◆ **What you need to do**
1. Answer these questions from the commentary on Mike Duffy and the Senate:
(a) How large was the gift from Harper's former chief-of-staff?
(b) At what hour does Nigel Wright go running to avoid the press?
(c) Which Liberal senator did Conservative senators tell that the Duffy scandal is killing them?
2. Extend the commentary on Mike Duffy and the Senate, starting after its final sentence.

◆ **Reading text**
+ + + +

With all of Stephen Harper’s potential nemeses, who would have thought
that the most dangerous would turn out to be Mike the Spud From the Deep
Red Mud of Kanata?
Here is a simple fact that bears consideration: Mike Duffy is still a senator, but Nigel Wright is no longer the prime minister’s chief-of-staff.
One man tried to put out the fire; the other, who allegedly set it, is still toasting publicly-provided weenies in the flames.
What is so strange about this is that Stephen Harper controlled the destiny of both men. Why did he dump one and leave the other to challenge the government to a public inquiry into this matter? Why is Harper losing the game of political chicken with Mike Duffy? Why is he turning Thomas Mulcair into a man who suddenly looks prime ministerial?
Duffy still shows up for work. The unemployed Nigel Wright goes running at 4 a.m. to avoid the press. The PM tries to blow it all off as a distraction. A classic case of, “Apart from that, Mrs. Lincoln, how did you like the play?” Not this time.
Despite the PM’s evasions, the question stubbornly persists: Who is the guilty party here and what is the real crime? Under Mulcair’s sang-froid grilling in the House, Harper had the air of Richard Nixon giving the thumbs-up as Liar in Chief as he boarded the presidential helicopter for the last time.
Could it be that Harper, eyes popping as his pulse weakens, is twitching in a mouse-trap of his own making? Could it be that Mike Duffy only did what the PMO asked him to do — pass the Kentucky Fried Chicken barrel for the party at fundraising events across Canada, while working on the Senate’s dime? Does Duffy have proof his marching orders came from the PMO — including possibly damning details in the matter of the $90,000 gift from Harper’s former chief-of-staff?
Every major institution has a fundraising arm. It just might be that Harper decided that the Senate should provide that service for the Conservative Party of Canada. On the Senate side, his best fundraising bets were high-profile former media players like Mike Duffy and Pamela Wallin.
It’s not as if Harper hasn’t abused the Senate in the past. In fact, his record on that score is a dead skunk in the middle of the road, stinking to high heaven.
This is the PM who used the Senate to kill a piece of legislation passed by the House of Commons.
This is the PM who used the Senate to make war on anyone he suspected was not marching to his authoritarian drum, whether it was the environmental movement, a charity, or a not-for-profit group.
The screeds of Senator Nicole Eaton, the great philanthropist, will go down in parliamentary history as lurid replicas of McCarthyism. If the former Trudeau Go-Go girl wants financial transparency, the Department of Finance would be a better place to begin her crusade than Greenpeace.
Stephen Harper also plucked appointments he said he’d never make out of the Senate to run as candidates in a federal election. When they lost, he put them right back in the Senate, fresh from their rejection by the Canadian people.
Stephen Harper is not the Martin Luther of Upper Chamber reform, as he risibly presents himself, but the champion of funny business as usual. His time in office has been the high-water mark of partisan manipulation of this crisis-ridden, bedevilled institution. He is full of double talk and newspeak. He is disgracing conservatism.
Why else is Mike Duffy still in the Senate and Wright on the run at 4 a.m.? Conservative senators have told their opposite numbers that the Duffy scandal is killing them. They said that to Liberal Senator Wilbert Moore. Conservative MPs have also said that they are profoundly depressed by the damage Duffy is causing to the Conservative party. And it isn’t because there is no way to oust the senator from Kanata.

+ + + +

◆ **Extracted records**
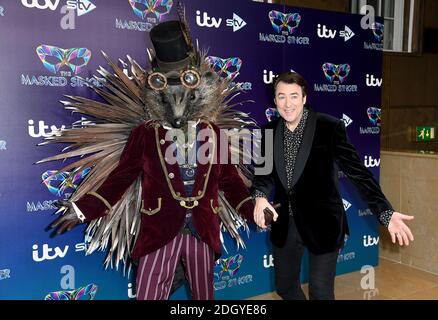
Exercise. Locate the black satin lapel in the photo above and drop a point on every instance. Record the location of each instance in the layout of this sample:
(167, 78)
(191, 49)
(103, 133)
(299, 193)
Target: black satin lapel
(280, 166)
(306, 146)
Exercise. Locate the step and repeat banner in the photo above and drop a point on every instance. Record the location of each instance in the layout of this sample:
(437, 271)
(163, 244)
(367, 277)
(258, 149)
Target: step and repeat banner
(50, 48)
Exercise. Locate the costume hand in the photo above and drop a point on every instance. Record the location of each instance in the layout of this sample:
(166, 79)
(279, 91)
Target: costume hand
(399, 230)
(67, 221)
(259, 215)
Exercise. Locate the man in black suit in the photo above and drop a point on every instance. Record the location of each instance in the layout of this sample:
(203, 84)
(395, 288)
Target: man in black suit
(309, 147)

+ + + +

◆ **Results of the tasks**
1.
(a) $90,000
(b) 4 a.m.
(c) Wilbert Moore

2.
There are actually a few ways — depending on what, if anything, the RCMP does. If there is a finding of fraud, that is grounds for getting the boot from the Red Chamber.
The national police force’s own reputation rides on this crucially important investigation, likely to be conducted under Section 122 of the Criminal Code dealing with Breach of Trust.
At least one former RCMP superintendent is worried about political interference and said so to Maclean’s. Why shouldn’t Garry Clement worry? The Harper government recently declared that all RCMP communications have to be cleared through the office of Public Safety Minister Vic Toews.
Fellas. Come on. Why not just send it directly to the PMO, where it will end up anyway?
But beyond the police option of sweeping the Senate clean, Duffy could be dismissed because his appointment is not constitutional. He, like Wallin, is not a resident of the province from which he was appointed.
The rules don’t say you get appointed from the place where your heart is, or your summer cottage, or where your dog is buried. It is where you live, vote, pay your taxes, get your driver’s license and health card. For both Duffy and Wallin, it was rotten fish from the get-go. Even Patrick Brazeau was better qualified, under the criteria of appointment, for his calamitous Senate appointment.
The simplest way, (the path never followed when the PM is caught confabulating) is for Stephen Harper to ask for Mike Duffy’s resignation. If he did that, the Tory majority in the Senate would have no choice but to follow the lead of the man who appointed Duffy to his post in the first place.
Still, the PMO may have underestimated Duffy. It is not known by many people, but Duffy has stood up to the PMO in the past. There have been times when he has not done what he was told. Consider this: After the arrest of Rahim Jaffer for possession of cocaine, Stephen Harper turned on Jaffer’s wife, former Conservative cabinet minister Helena Guergis.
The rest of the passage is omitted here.